- _Task objective_
Reproduce the lines below exactly. Skip images.

━━━ Material shown

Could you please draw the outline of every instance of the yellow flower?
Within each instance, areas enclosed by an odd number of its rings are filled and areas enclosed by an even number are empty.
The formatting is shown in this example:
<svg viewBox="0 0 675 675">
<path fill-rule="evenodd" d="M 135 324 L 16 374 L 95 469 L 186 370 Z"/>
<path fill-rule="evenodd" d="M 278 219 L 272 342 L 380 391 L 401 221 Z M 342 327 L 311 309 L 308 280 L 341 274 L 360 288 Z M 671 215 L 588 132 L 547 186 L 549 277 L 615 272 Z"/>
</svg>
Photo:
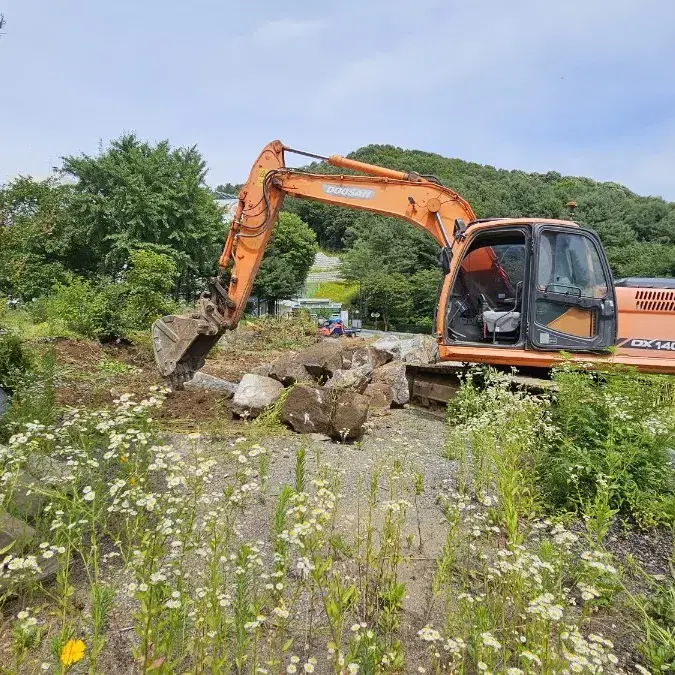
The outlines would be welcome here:
<svg viewBox="0 0 675 675">
<path fill-rule="evenodd" d="M 84 657 L 85 645 L 82 640 L 68 640 L 61 650 L 61 663 L 72 666 Z"/>
</svg>

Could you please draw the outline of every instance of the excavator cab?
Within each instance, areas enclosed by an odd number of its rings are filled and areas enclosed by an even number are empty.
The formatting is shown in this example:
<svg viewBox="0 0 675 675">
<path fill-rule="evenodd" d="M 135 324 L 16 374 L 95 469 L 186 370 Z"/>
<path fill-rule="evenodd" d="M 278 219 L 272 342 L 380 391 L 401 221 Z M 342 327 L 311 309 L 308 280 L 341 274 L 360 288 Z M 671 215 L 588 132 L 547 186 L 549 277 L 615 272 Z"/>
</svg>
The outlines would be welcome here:
<svg viewBox="0 0 675 675">
<path fill-rule="evenodd" d="M 571 223 L 471 229 L 450 281 L 450 344 L 582 352 L 614 345 L 614 289 L 595 234 Z"/>
</svg>

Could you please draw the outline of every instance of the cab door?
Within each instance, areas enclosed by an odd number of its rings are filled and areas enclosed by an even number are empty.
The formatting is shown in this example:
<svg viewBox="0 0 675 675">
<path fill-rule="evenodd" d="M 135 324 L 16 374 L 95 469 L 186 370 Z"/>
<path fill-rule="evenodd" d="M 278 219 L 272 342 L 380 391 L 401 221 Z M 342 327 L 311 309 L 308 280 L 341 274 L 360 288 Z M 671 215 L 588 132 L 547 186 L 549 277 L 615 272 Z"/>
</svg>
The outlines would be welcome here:
<svg viewBox="0 0 675 675">
<path fill-rule="evenodd" d="M 599 239 L 588 230 L 535 228 L 529 342 L 535 349 L 604 351 L 616 341 L 616 298 Z"/>
</svg>

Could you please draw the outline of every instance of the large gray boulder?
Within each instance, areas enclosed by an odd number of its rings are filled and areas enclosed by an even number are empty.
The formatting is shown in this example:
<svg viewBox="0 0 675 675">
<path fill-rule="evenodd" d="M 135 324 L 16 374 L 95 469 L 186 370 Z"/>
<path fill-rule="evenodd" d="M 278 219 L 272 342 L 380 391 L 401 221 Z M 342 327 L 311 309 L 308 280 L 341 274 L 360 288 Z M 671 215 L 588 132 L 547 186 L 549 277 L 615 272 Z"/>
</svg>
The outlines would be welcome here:
<svg viewBox="0 0 675 675">
<path fill-rule="evenodd" d="M 428 365 L 438 361 L 438 342 L 431 335 L 415 335 L 400 343 L 400 358 L 405 363 Z"/>
<path fill-rule="evenodd" d="M 298 384 L 288 393 L 281 419 L 299 434 L 331 432 L 332 392 L 309 384 Z"/>
<path fill-rule="evenodd" d="M 369 364 L 372 368 L 379 368 L 392 360 L 391 351 L 379 349 L 373 345 L 357 349 L 352 356 L 352 367 Z"/>
<path fill-rule="evenodd" d="M 185 391 L 217 391 L 224 394 L 226 398 L 234 396 L 239 385 L 227 380 L 221 380 L 219 377 L 214 377 L 208 373 L 196 372 L 191 380 L 183 384 Z"/>
<path fill-rule="evenodd" d="M 351 440 L 363 434 L 368 398 L 353 391 L 299 384 L 284 401 L 281 418 L 298 433 Z"/>
<path fill-rule="evenodd" d="M 342 370 L 342 350 L 339 340 L 326 338 L 298 354 L 299 362 L 316 380 L 324 381 Z"/>
<path fill-rule="evenodd" d="M 284 385 L 271 377 L 247 373 L 241 378 L 232 399 L 232 412 L 240 417 L 257 417 L 277 401 Z"/>
<path fill-rule="evenodd" d="M 373 367 L 370 363 L 350 370 L 336 370 L 324 387 L 334 391 L 356 391 L 362 394 L 373 377 Z"/>
<path fill-rule="evenodd" d="M 254 375 L 264 375 L 265 377 L 270 377 L 270 371 L 272 370 L 271 363 L 261 363 L 259 366 L 256 366 L 251 372 Z M 276 380 L 276 378 L 274 378 Z"/>
<path fill-rule="evenodd" d="M 265 373 L 259 373 L 264 375 Z M 283 354 L 269 366 L 267 375 L 281 382 L 284 387 L 290 387 L 296 382 L 308 382 L 312 379 L 307 369 L 302 364 L 300 354 L 289 352 Z"/>
<path fill-rule="evenodd" d="M 401 338 L 395 335 L 384 335 L 370 346 L 387 354 L 389 361 L 401 357 Z"/>
<path fill-rule="evenodd" d="M 17 555 L 34 537 L 35 530 L 28 523 L 0 509 L 0 551 L 11 544 L 11 553 Z"/>
<path fill-rule="evenodd" d="M 405 375 L 405 364 L 392 361 L 373 371 L 373 383 L 381 382 L 391 388 L 392 403 L 405 405 L 410 400 L 408 378 Z"/>
</svg>

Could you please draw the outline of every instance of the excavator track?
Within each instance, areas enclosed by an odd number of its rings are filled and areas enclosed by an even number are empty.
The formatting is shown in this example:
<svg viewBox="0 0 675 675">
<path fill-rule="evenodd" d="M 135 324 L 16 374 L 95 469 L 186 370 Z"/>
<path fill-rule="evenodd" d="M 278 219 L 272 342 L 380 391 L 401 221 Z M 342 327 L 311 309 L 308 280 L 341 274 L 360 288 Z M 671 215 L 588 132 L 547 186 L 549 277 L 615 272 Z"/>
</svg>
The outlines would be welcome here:
<svg viewBox="0 0 675 675">
<path fill-rule="evenodd" d="M 459 361 L 442 361 L 430 365 L 406 365 L 406 377 L 410 390 L 410 400 L 425 408 L 445 408 L 448 401 L 459 390 L 461 378 L 470 364 Z M 538 375 L 513 374 L 508 372 L 514 387 L 525 389 L 531 394 L 550 392 L 553 383 L 550 379 Z"/>
</svg>

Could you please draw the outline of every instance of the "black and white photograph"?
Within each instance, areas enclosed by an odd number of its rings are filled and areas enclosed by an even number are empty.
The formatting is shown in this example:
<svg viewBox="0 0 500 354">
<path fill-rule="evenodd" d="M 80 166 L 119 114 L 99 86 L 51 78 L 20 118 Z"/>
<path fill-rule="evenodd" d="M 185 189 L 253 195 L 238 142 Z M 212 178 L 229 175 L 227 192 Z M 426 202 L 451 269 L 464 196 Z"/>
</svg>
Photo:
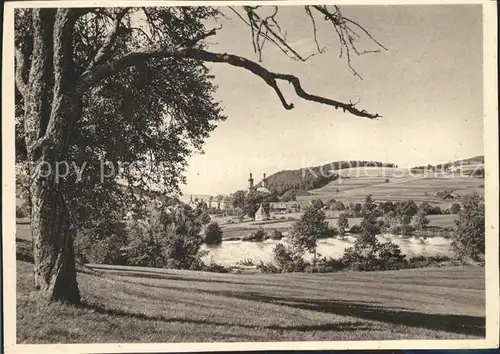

━━━━━━

- _Written answer_
Could you please draw the outline of every instance of the yellow flower?
Within each instance, areas enclosed by an odd number of its rings are filled and areas enclosed by an even number are empty.
The formatting is shown in this example:
<svg viewBox="0 0 675 675">
<path fill-rule="evenodd" d="M 135 324 L 16 374 L 95 469 L 186 370 Z"/>
<path fill-rule="evenodd" d="M 278 219 L 272 342 L 380 391 L 401 221 Z M 342 327 L 311 309 L 308 280 L 341 274 L 360 288 Z M 671 215 L 588 132 L 547 186 L 549 277 L 615 272 Z"/>
</svg>
Photo:
The outlines would be welcome here:
<svg viewBox="0 0 675 675">
<path fill-rule="evenodd" d="M 84 657 L 85 645 L 82 640 L 68 640 L 61 650 L 61 663 L 72 666 Z"/>
</svg>

Could you please draw the outline of every instance of the excavator cab?
Within each instance, areas enclosed by an odd number of its rings are filled and areas enclosed by an even number are empty.
The formatting is shown in this example:
<svg viewBox="0 0 675 675">
<path fill-rule="evenodd" d="M 135 324 L 16 374 L 95 469 L 186 370 Z"/>
<path fill-rule="evenodd" d="M 278 219 L 272 342 L 380 391 L 401 221 Z M 342 327 L 311 309 L 308 280 L 341 274 L 360 288 Z M 671 215 L 588 132 L 547 186 L 549 277 L 615 272 Z"/>
</svg>
The outlines would be welcome here:
<svg viewBox="0 0 675 675">
<path fill-rule="evenodd" d="M 571 223 L 471 229 L 450 281 L 450 344 L 582 352 L 614 345 L 614 289 L 595 234 Z"/>
</svg>

Could you please draw the outline of every instance of the cab door?
Within each instance, areas enclosed by an odd number of its rings are filled and areas enclosed by an even number are empty.
The formatting is shown in this example:
<svg viewBox="0 0 675 675">
<path fill-rule="evenodd" d="M 135 324 L 16 374 L 95 469 L 186 370 Z"/>
<path fill-rule="evenodd" d="M 278 219 L 272 342 L 380 391 L 401 221 Z M 342 327 L 311 309 L 308 280 L 341 274 L 360 288 Z M 671 215 L 588 132 L 547 186 L 549 277 L 615 272 Z"/>
</svg>
The outlines would be welcome here:
<svg viewBox="0 0 675 675">
<path fill-rule="evenodd" d="M 599 239 L 588 230 L 535 228 L 529 342 L 535 349 L 604 351 L 616 341 L 616 298 Z"/>
</svg>

Could you please draw the outline of every instance of the large gray boulder?
Within each instance, areas enclosed by an odd number of its rings are filled and areas enclosed by an even number are empty.
The formatting is shown in this example:
<svg viewBox="0 0 675 675">
<path fill-rule="evenodd" d="M 135 324 L 16 374 L 95 469 L 186 370 Z"/>
<path fill-rule="evenodd" d="M 278 219 L 272 342 L 380 391 L 401 221 Z M 342 327 L 311 309 L 308 280 L 341 274 L 360 288 Z M 671 215 L 588 132 L 547 186 L 549 277 L 615 272 Z"/>
</svg>
The outlines would be welcome here:
<svg viewBox="0 0 675 675">
<path fill-rule="evenodd" d="M 428 365 L 438 361 L 438 342 L 431 335 L 415 335 L 400 343 L 400 358 L 405 363 Z"/>
<path fill-rule="evenodd" d="M 298 384 L 288 393 L 281 419 L 299 434 L 331 432 L 332 392 L 309 384 Z"/>
<path fill-rule="evenodd" d="M 369 364 L 372 368 L 379 368 L 392 360 L 391 351 L 379 349 L 373 345 L 357 349 L 352 356 L 352 367 Z"/>
<path fill-rule="evenodd" d="M 185 391 L 217 391 L 224 394 L 226 398 L 234 396 L 239 385 L 227 380 L 221 380 L 219 377 L 214 377 L 208 373 L 196 372 L 191 380 L 183 384 Z"/>
<path fill-rule="evenodd" d="M 351 440 L 363 434 L 368 398 L 353 391 L 299 384 L 284 401 L 281 418 L 298 433 Z"/>
<path fill-rule="evenodd" d="M 342 370 L 342 350 L 339 340 L 326 338 L 298 354 L 299 362 L 316 380 L 324 381 Z"/>
<path fill-rule="evenodd" d="M 284 385 L 271 377 L 247 373 L 241 378 L 232 399 L 232 412 L 240 417 L 257 417 L 277 401 Z"/>
<path fill-rule="evenodd" d="M 373 367 L 370 363 L 350 370 L 336 370 L 324 387 L 334 391 L 356 391 L 362 394 L 373 377 Z"/>
<path fill-rule="evenodd" d="M 254 375 L 264 375 L 265 377 L 270 377 L 270 371 L 272 370 L 271 363 L 261 363 L 259 366 L 256 366 L 251 372 Z M 276 380 L 276 378 L 274 378 Z"/>
<path fill-rule="evenodd" d="M 265 373 L 259 373 L 264 375 Z M 283 354 L 269 366 L 267 375 L 281 382 L 284 387 L 290 387 L 296 382 L 308 382 L 312 379 L 307 369 L 302 364 L 300 354 L 289 352 Z"/>
<path fill-rule="evenodd" d="M 401 338 L 395 335 L 384 335 L 370 346 L 387 354 L 389 361 L 401 357 Z"/>
<path fill-rule="evenodd" d="M 17 555 L 34 537 L 35 530 L 28 523 L 0 509 L 0 551 L 11 544 L 11 553 Z"/>
<path fill-rule="evenodd" d="M 405 375 L 405 364 L 392 361 L 373 371 L 373 383 L 381 382 L 391 388 L 392 403 L 405 405 L 410 400 L 408 378 Z"/>
</svg>

Could you please draw the outline of every instance of the excavator track?
Within each instance, areas enclosed by an odd number of its rings are filled and areas enclosed by an even number are empty.
The formatting is shown in this example:
<svg viewBox="0 0 675 675">
<path fill-rule="evenodd" d="M 135 324 L 16 374 L 95 469 L 186 370 Z"/>
<path fill-rule="evenodd" d="M 278 219 L 272 342 L 380 391 L 401 221 Z M 342 327 L 311 309 L 308 280 L 341 274 L 360 288 Z M 671 215 L 588 132 L 547 186 L 549 277 L 615 272 Z"/>
</svg>
The outlines would be welcome here:
<svg viewBox="0 0 675 675">
<path fill-rule="evenodd" d="M 459 361 L 442 361 L 430 365 L 406 365 L 406 377 L 410 390 L 410 400 L 425 408 L 445 408 L 448 401 L 459 390 L 461 378 L 470 364 Z M 538 375 L 513 374 L 508 372 L 514 387 L 525 389 L 531 394 L 550 392 L 553 383 L 550 379 Z"/>
</svg>

Could you please draw the outline of every instance of the "black and white photograph"?
Within each instance, areas enclosed by an odd number of its rings are filled and areas enclosed by an even number are empty.
The formatting is shown in this example:
<svg viewBox="0 0 500 354">
<path fill-rule="evenodd" d="M 80 166 L 119 114 L 99 86 L 51 78 L 20 118 Z"/>
<path fill-rule="evenodd" d="M 185 189 L 253 195 L 238 142 Z M 212 178 L 229 175 L 227 192 Z M 426 202 L 451 269 L 464 196 Z"/>
</svg>
Photo:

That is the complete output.